Your assignment >>
Take the line that contains "the lioness hind" in the data below and each line after it, through the last, and repeat them unchanged.

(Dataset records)
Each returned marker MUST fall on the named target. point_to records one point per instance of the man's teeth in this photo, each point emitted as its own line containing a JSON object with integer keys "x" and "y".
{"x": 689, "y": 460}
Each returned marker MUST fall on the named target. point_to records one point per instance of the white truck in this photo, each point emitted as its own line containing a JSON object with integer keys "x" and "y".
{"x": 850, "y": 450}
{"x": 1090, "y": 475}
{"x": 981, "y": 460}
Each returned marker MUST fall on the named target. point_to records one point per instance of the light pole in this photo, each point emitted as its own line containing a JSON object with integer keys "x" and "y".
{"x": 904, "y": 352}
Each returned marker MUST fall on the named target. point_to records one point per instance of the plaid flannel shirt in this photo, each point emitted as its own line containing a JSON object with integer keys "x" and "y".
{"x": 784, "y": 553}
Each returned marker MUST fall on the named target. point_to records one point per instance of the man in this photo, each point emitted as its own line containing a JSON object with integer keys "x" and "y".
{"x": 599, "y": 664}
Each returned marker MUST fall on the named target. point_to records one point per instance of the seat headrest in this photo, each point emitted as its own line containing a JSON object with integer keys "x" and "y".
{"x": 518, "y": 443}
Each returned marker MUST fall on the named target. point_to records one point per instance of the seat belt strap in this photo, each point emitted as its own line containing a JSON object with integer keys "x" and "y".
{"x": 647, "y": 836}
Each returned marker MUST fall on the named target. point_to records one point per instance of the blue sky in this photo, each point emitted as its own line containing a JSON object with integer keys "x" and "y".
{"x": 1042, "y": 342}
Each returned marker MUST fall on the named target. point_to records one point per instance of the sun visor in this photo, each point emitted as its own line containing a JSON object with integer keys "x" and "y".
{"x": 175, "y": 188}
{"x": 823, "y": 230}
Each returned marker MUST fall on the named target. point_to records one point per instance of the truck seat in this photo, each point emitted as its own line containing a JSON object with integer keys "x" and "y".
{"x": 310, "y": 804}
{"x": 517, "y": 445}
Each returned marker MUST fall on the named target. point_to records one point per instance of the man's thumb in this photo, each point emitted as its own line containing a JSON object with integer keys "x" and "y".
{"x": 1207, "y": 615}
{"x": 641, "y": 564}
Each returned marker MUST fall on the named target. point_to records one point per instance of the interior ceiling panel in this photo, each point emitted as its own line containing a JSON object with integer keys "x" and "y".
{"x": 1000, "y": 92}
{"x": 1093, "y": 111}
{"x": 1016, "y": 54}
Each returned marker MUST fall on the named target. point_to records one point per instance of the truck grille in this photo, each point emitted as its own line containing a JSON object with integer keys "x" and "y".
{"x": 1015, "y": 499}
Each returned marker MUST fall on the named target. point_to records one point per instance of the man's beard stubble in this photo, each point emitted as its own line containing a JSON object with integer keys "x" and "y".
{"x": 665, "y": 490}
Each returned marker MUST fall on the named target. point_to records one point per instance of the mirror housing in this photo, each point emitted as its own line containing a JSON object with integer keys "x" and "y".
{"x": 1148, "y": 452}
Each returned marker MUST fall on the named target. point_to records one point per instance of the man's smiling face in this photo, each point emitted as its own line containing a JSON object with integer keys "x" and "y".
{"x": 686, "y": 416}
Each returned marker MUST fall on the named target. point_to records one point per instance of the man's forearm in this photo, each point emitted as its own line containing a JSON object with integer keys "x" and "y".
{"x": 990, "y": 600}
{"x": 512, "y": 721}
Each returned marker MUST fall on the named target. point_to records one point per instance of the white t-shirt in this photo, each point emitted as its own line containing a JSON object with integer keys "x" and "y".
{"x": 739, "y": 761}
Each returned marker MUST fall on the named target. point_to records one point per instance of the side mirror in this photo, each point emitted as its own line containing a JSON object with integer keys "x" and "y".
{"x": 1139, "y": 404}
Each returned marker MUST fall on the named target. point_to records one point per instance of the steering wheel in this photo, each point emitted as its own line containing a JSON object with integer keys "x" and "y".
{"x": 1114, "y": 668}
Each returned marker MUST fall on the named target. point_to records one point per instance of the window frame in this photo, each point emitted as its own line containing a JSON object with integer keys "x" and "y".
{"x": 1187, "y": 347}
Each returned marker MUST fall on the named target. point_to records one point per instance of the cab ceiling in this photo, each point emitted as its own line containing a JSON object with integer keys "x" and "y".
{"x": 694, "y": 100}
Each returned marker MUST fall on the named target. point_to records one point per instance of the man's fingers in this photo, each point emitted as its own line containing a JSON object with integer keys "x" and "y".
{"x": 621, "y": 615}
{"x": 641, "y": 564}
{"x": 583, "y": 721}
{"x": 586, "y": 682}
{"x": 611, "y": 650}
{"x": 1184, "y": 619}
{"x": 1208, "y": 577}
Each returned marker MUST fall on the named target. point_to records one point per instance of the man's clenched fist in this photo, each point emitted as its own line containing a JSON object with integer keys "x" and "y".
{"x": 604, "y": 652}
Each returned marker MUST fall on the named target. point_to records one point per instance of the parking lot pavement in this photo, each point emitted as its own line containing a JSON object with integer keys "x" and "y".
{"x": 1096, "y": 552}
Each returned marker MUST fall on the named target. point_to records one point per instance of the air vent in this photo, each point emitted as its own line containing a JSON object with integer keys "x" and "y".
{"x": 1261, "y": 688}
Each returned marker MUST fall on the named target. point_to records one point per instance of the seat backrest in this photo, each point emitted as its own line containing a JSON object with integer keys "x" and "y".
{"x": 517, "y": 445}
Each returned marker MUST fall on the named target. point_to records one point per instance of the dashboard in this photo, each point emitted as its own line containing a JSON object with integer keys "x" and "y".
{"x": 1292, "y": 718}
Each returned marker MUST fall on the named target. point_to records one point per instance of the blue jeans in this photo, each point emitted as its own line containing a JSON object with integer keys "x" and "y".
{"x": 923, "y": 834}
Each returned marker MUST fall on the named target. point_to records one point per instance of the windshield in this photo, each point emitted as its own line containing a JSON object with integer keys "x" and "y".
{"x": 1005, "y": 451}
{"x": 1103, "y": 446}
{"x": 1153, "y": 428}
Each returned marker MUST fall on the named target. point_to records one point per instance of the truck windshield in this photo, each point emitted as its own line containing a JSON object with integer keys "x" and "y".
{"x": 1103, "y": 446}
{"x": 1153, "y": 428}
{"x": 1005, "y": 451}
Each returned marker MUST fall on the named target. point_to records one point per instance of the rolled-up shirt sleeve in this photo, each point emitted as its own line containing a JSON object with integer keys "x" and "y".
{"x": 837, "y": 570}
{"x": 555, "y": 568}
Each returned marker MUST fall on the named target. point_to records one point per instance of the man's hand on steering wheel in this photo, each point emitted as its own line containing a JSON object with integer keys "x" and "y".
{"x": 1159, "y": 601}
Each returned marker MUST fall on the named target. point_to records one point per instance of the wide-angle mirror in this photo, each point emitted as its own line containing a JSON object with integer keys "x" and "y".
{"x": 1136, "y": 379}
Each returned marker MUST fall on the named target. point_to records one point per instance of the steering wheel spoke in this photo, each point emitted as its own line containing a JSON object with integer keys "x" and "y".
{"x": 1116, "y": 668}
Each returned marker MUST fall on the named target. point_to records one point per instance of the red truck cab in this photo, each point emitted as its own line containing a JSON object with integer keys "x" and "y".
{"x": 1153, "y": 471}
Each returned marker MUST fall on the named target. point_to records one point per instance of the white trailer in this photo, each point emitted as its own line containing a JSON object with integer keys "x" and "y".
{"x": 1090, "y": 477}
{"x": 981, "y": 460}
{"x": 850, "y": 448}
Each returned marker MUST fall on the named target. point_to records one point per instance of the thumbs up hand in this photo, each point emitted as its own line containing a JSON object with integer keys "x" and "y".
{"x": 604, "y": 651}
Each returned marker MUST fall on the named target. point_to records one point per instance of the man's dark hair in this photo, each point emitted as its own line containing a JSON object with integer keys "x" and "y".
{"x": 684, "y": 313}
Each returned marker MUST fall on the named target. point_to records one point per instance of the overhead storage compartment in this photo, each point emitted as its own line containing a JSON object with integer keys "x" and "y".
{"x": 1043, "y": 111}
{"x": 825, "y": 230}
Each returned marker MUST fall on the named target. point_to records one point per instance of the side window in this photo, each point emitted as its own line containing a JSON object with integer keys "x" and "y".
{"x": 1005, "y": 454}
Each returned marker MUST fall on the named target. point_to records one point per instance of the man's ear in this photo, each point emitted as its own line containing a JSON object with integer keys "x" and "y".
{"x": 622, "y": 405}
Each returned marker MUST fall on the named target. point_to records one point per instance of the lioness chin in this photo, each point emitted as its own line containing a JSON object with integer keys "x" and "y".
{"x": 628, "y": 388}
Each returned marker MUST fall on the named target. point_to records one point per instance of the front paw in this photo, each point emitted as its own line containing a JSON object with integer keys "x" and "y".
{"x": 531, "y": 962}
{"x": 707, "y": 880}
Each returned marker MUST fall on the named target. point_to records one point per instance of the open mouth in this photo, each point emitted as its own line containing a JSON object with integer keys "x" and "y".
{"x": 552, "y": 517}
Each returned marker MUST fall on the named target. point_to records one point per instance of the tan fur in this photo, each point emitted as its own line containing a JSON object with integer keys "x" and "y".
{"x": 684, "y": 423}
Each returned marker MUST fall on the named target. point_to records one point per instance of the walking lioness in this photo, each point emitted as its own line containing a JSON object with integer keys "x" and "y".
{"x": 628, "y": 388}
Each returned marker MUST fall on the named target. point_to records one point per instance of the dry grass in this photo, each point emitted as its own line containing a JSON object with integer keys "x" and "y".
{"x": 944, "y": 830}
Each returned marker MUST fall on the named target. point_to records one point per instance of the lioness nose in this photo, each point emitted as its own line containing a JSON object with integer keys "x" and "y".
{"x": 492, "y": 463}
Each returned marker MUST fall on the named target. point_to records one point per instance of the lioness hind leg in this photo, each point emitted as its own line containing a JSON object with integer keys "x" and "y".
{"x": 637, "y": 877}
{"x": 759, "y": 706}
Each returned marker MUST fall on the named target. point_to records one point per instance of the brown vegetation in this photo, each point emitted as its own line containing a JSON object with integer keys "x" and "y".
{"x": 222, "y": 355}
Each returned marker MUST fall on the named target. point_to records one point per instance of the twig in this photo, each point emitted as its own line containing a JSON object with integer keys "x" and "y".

Output of the task >>
Each returned marker MUST fall on the named target. point_to records one point per instance of the lioness hind leg in this photo, each point emitted as its own line containing a JSON object with integer keys "x" and "y".
{"x": 637, "y": 877}
{"x": 759, "y": 706}
Each returned marker MUST fall on the named target. point_to records one point per instance of the brown vegetation in this photo, each point emitted as its own line containing a JSON object with integer keys "x" and "y".
{"x": 222, "y": 355}
Each returned marker MUST fall on the named target. point_to records one point per instance of the twig in this photo, each point emitted as its own line containing a JSON object with integer keys "x" and "y".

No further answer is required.